= Stored data entries =
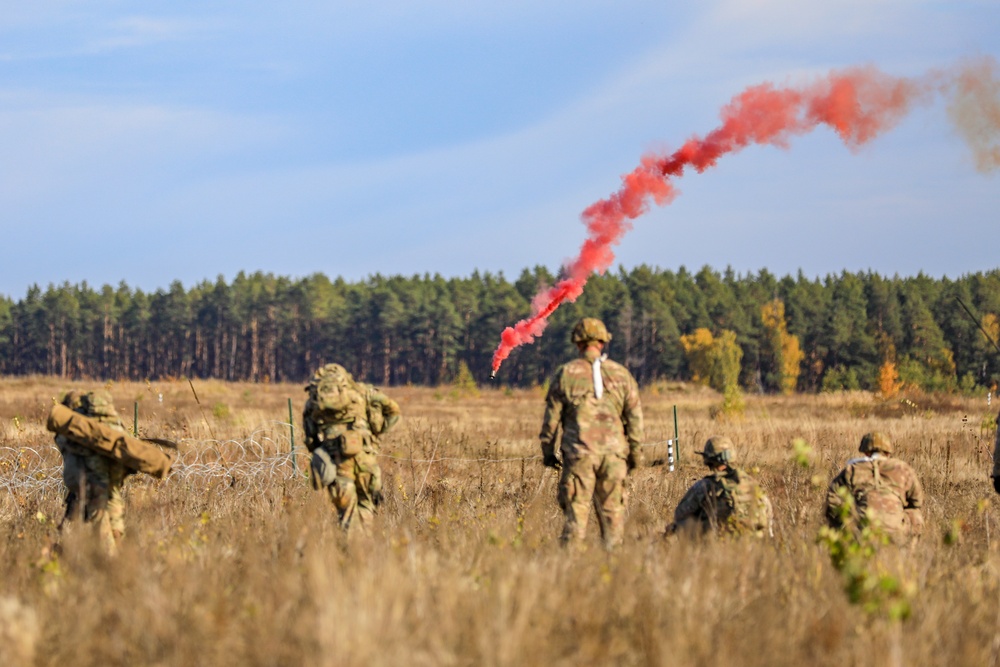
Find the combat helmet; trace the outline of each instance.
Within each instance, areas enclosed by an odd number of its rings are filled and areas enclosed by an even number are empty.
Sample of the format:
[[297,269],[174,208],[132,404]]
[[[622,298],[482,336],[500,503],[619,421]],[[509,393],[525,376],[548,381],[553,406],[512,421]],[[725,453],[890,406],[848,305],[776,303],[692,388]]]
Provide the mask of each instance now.
[[[309,381],[310,385],[318,384],[320,380],[325,377],[337,377],[342,379],[344,382],[354,382],[354,376],[351,372],[340,364],[329,363],[324,364],[319,367],[315,373],[313,373],[312,379]],[[306,386],[306,391],[309,391],[309,386]]]
[[604,326],[604,322],[596,317],[585,317],[573,327],[571,339],[577,345],[592,341],[607,343],[611,340],[611,334],[608,333],[608,328]]
[[111,394],[106,391],[89,391],[80,397],[85,414],[105,424],[117,424],[120,420],[115,410]]
[[729,463],[733,455],[733,441],[725,435],[713,435],[705,442],[705,449],[695,454],[701,454],[707,465]]
[[864,437],[861,438],[861,446],[858,447],[858,451],[865,456],[871,456],[875,452],[892,454],[894,449],[892,441],[880,431],[865,433]]
[[73,412],[79,412],[80,414],[87,412],[83,405],[83,396],[78,391],[67,391],[66,395],[62,398],[62,404]]

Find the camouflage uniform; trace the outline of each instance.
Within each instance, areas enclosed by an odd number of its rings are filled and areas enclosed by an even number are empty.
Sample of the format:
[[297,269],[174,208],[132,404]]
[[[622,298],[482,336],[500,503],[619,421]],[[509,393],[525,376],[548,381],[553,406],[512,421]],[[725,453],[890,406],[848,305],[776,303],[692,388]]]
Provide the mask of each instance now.
[[[605,546],[616,546],[624,537],[625,478],[641,463],[642,407],[632,374],[601,356],[601,347],[593,345],[610,339],[600,320],[585,318],[577,324],[573,342],[581,348],[580,358],[556,370],[545,398],[539,434],[545,465],[559,465],[555,447],[562,428],[563,543],[586,536],[592,502]],[[600,377],[600,397],[595,373]]]
[[324,369],[331,366],[350,378],[350,406],[342,419],[322,423],[307,401],[303,426],[306,447],[313,453],[313,487],[326,488],[347,530],[355,515],[367,524],[382,500],[378,438],[399,422],[400,411],[396,401],[372,385],[354,382],[343,367],[328,364]]
[[696,527],[699,532],[773,536],[774,512],[764,489],[739,468],[729,465],[732,441],[710,438],[697,452],[712,472],[687,490],[674,510],[668,533]]
[[[125,431],[106,392],[70,392],[63,399],[63,405]],[[118,542],[125,534],[122,487],[130,471],[120,461],[101,456],[61,435],[57,435],[55,441],[63,457],[63,483],[66,485],[66,514],[59,524],[60,528],[82,512],[84,522],[96,524],[108,553],[115,553]]]
[[918,537],[924,526],[924,491],[913,468],[890,458],[892,443],[881,433],[867,434],[859,449],[865,456],[848,461],[830,482],[827,523],[852,530],[871,525],[897,544]]

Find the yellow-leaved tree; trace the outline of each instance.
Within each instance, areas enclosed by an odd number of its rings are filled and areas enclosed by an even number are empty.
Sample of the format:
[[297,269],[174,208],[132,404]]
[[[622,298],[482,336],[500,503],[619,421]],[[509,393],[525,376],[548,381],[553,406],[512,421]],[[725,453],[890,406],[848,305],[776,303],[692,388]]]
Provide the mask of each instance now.
[[785,304],[781,299],[774,299],[760,307],[760,317],[767,330],[767,340],[773,360],[773,371],[770,384],[777,386],[781,393],[795,393],[802,372],[802,359],[805,352],[799,345],[799,337],[788,333],[788,323],[785,322]]
[[899,380],[899,369],[896,362],[886,359],[878,369],[878,393],[882,398],[895,398],[903,388]]
[[722,412],[742,412],[740,362],[743,349],[736,342],[736,332],[723,329],[718,336],[708,329],[695,329],[681,336],[688,367],[695,382],[707,384],[723,396]]
[[903,389],[903,381],[899,377],[899,362],[896,359],[896,344],[892,337],[884,331],[875,336],[875,343],[882,355],[882,365],[878,368],[878,395],[882,398],[895,398]]

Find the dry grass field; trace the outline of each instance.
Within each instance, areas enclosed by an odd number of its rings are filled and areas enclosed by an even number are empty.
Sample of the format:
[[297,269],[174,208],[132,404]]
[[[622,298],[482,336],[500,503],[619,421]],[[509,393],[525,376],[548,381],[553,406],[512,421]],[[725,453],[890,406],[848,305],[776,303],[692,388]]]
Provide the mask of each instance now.
[[[713,392],[649,388],[647,458],[666,455],[676,405],[681,461],[631,478],[626,542],[607,554],[593,523],[586,548],[558,544],[556,480],[534,458],[540,389],[389,390],[404,418],[383,443],[386,502],[371,534],[345,539],[302,475],[298,433],[298,476],[282,458],[301,387],[195,382],[199,405],[186,381],[113,384],[128,426],[138,402],[140,434],[185,454],[165,481],[130,478],[109,559],[89,531],[55,528],[44,419],[70,386],[0,379],[0,664],[1000,664],[985,397],[748,397],[718,422]],[[927,495],[923,541],[868,563],[909,596],[903,621],[852,604],[816,543],[826,483],[871,430]],[[662,537],[713,433],[767,489],[773,540]]]

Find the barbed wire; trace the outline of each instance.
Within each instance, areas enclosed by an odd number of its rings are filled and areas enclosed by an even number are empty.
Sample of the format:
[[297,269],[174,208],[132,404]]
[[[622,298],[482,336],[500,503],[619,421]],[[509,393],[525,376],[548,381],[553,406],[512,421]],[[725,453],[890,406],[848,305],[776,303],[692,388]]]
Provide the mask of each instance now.
[[[164,485],[184,484],[204,489],[228,487],[243,495],[256,493],[268,485],[284,482],[308,469],[308,453],[301,447],[291,452],[291,437],[277,434],[275,427],[287,428],[287,422],[269,422],[242,440],[199,440],[183,438],[178,442],[178,456]],[[646,443],[643,447],[672,445],[675,440]],[[431,465],[435,463],[517,463],[541,459],[541,454],[527,456],[440,456],[416,458],[397,453],[378,454],[386,462]],[[136,476],[136,483],[155,483]],[[62,458],[55,445],[0,447],[0,489],[9,493],[39,494],[62,488]]]
[[[639,446],[640,447],[657,447],[659,445],[674,445],[674,444],[676,444],[676,442],[677,441],[673,440],[673,439],[671,439],[671,440],[660,440],[659,442],[647,442],[647,443],[644,443],[644,444],[639,445]],[[388,458],[388,459],[391,459],[393,461],[399,461],[401,463],[439,463],[439,462],[442,462],[442,461],[462,461],[462,462],[466,462],[466,463],[507,463],[507,462],[511,462],[511,461],[533,461],[533,460],[542,458],[541,454],[535,454],[533,456],[515,456],[515,457],[503,458],[503,459],[485,458],[485,457],[484,458],[463,458],[463,457],[458,457],[458,456],[441,456],[441,457],[433,458],[433,459],[414,459],[414,458],[400,457],[400,456],[397,456],[395,454],[379,454],[378,456],[379,456],[379,458]]]

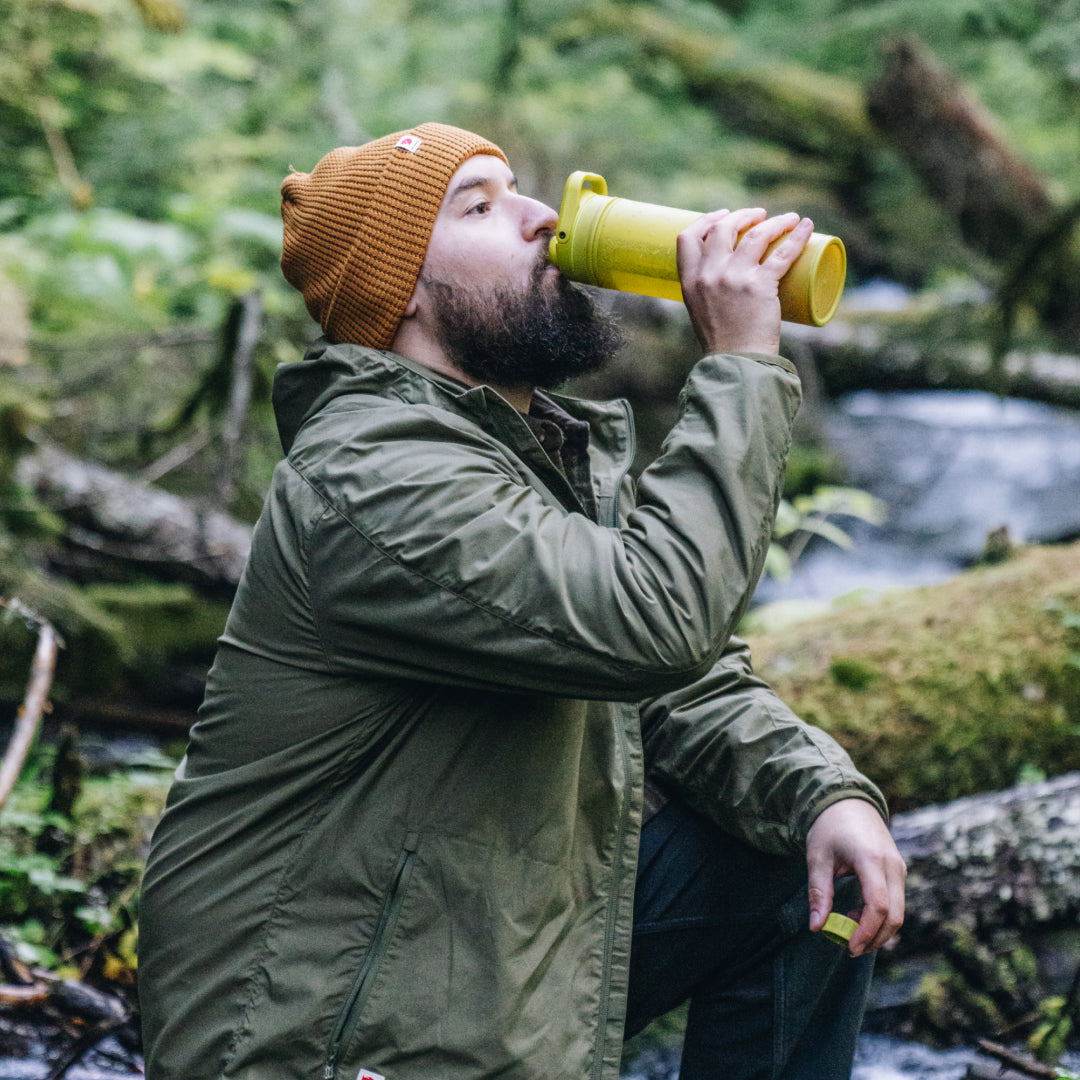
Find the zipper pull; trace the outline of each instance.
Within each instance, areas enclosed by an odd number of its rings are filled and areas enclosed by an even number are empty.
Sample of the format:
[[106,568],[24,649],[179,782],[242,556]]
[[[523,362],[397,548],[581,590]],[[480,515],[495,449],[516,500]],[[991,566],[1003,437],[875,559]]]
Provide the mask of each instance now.
[[[335,1054],[334,1057],[337,1057]],[[334,1057],[323,1066],[323,1080],[334,1080]]]

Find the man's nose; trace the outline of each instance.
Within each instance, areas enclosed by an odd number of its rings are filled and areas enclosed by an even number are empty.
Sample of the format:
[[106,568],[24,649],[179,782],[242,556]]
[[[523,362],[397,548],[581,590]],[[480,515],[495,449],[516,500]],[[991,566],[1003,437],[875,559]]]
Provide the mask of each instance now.
[[535,240],[541,234],[554,233],[559,224],[559,215],[539,199],[529,199],[528,202],[522,222],[525,238]]

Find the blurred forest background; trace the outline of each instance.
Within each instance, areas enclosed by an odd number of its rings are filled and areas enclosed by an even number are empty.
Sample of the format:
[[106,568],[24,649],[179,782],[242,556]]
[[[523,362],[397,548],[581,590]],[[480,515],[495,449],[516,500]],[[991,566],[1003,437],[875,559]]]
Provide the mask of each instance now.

= What is expected =
What is the number of lines in the records that include "outline"? Answer with that number alone.

= Solution for this task =
8